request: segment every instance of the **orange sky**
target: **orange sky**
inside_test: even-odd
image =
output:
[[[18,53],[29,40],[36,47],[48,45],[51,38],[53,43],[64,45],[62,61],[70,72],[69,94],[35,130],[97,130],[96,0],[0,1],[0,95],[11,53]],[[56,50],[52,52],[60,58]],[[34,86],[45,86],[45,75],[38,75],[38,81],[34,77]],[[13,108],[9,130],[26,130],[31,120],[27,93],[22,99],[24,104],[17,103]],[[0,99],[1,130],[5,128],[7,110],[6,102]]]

__Required work__
Rewrite all of the data above as a numbered list, one line per item, with blank lines omitted.

__Complete answer__
1. request: segment every instance of the **orange sky**
2. target: **orange sky**
3. inside_test: even-odd
4. image =
5. output:
6. [[[18,53],[29,40],[36,47],[48,45],[51,38],[53,43],[64,45],[62,61],[70,72],[69,94],[35,130],[97,130],[96,0],[0,1],[0,95],[11,53]],[[56,50],[52,52],[60,58]],[[34,86],[45,86],[45,75],[38,75],[38,81],[34,77]],[[13,108],[9,130],[26,130],[31,120],[27,93],[22,99],[24,104],[17,103]],[[0,99],[1,130],[5,128],[7,110],[6,102]]]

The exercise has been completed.